Given records:
····················

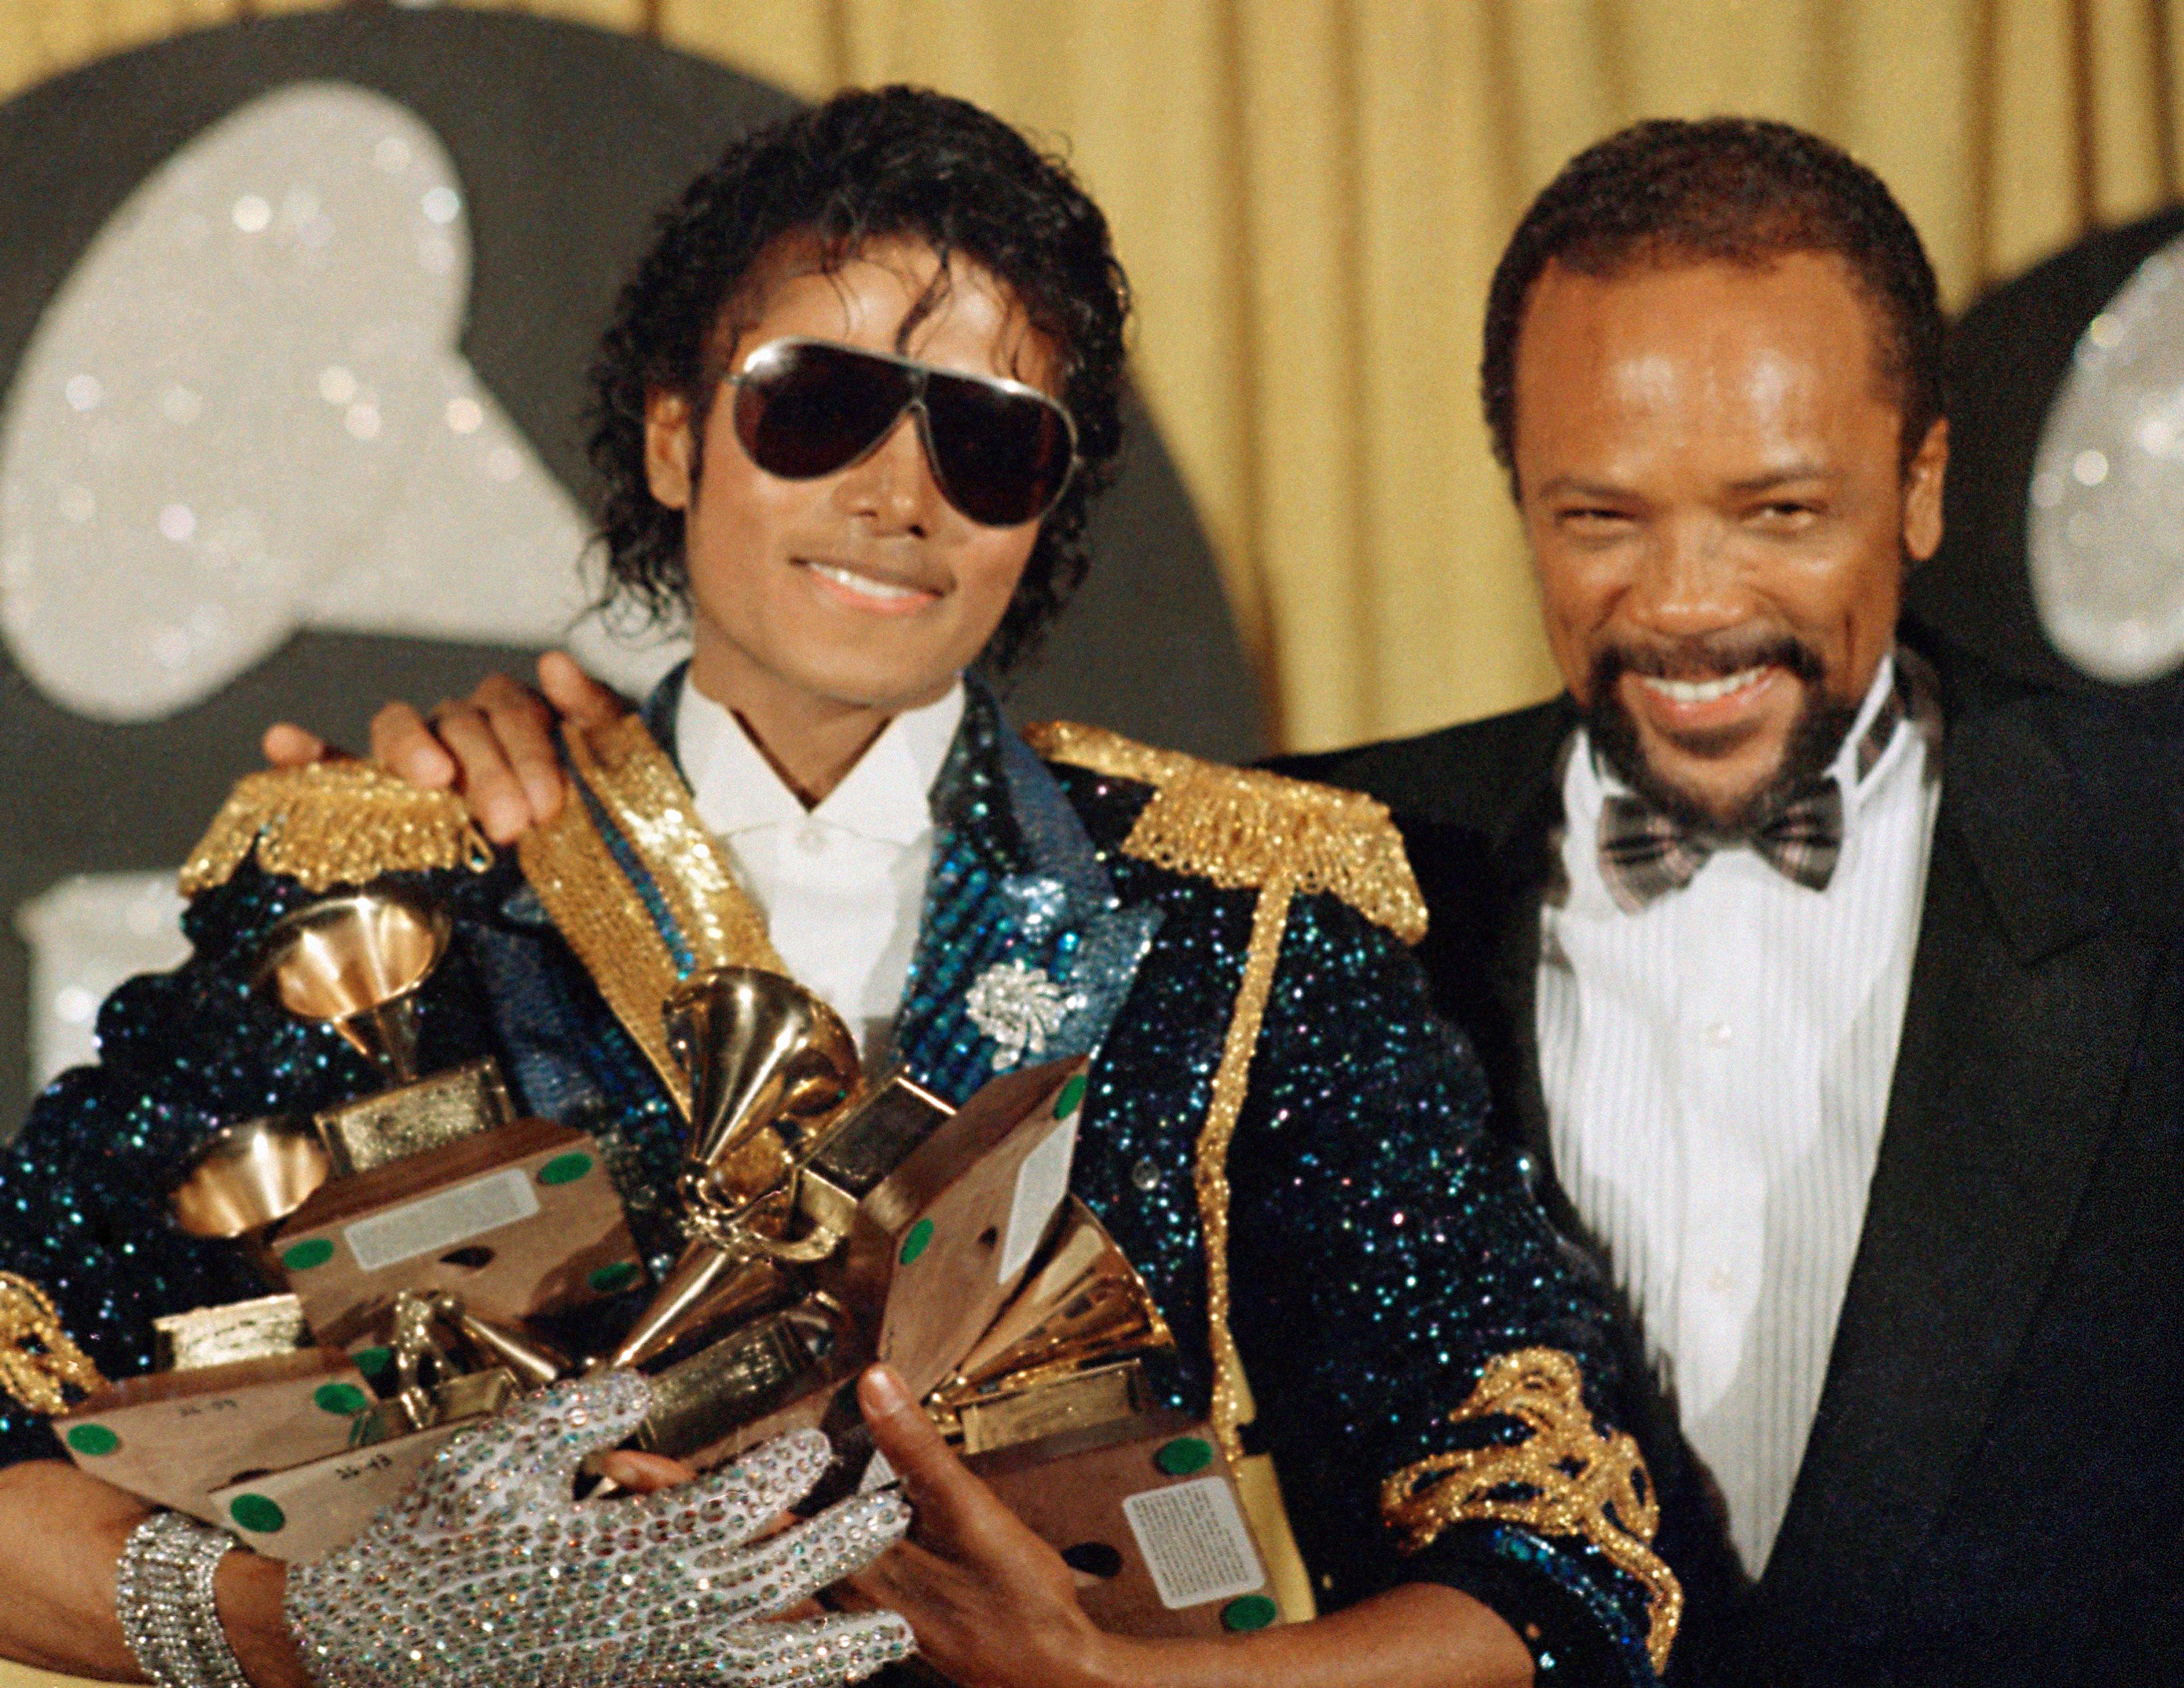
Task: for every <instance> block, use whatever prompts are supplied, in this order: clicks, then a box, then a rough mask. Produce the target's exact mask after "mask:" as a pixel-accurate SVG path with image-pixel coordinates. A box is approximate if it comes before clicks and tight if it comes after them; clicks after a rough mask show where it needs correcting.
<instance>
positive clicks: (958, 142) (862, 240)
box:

····················

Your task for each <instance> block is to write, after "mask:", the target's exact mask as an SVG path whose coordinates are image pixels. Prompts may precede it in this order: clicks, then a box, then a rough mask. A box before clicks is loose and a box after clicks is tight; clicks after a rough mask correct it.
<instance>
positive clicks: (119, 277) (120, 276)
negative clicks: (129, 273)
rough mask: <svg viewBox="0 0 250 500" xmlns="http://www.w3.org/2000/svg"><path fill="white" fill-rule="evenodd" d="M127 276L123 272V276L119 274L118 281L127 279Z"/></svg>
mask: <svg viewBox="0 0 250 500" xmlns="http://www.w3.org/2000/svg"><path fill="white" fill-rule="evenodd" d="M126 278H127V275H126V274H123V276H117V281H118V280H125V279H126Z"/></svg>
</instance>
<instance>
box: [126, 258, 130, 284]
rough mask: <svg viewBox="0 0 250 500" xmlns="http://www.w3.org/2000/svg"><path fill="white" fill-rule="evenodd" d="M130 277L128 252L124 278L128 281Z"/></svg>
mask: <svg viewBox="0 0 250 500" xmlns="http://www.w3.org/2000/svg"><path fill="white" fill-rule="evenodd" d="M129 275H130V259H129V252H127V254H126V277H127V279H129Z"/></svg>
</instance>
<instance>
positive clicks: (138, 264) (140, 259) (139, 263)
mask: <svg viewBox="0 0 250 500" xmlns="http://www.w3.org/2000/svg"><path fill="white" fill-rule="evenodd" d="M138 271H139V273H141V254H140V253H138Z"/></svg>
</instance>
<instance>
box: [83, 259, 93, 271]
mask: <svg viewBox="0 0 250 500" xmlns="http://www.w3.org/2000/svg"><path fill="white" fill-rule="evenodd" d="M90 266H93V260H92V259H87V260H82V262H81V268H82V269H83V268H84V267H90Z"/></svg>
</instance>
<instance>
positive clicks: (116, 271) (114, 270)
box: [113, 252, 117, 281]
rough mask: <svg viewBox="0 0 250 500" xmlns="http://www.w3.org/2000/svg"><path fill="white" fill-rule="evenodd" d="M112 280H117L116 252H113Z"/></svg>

····················

Task directions: Starting at the line above that contains "Your task for", write out each line exactly until the line that contains "negative clicks: (129, 273)" has been written, and stop there.

The answer:
Your task for each <instance> block is to write, after "mask:", the target's exact mask as an SVG path whose coordinates are image pixels. Prompts may precede it in this order: clicks, then a box, then a rough mask. A box before clicks is loose and a box after clicks is tight; clicks after a rough mask correct it.
<instance>
positive clicks: (119, 277) (120, 276)
negative clicks: (129, 273)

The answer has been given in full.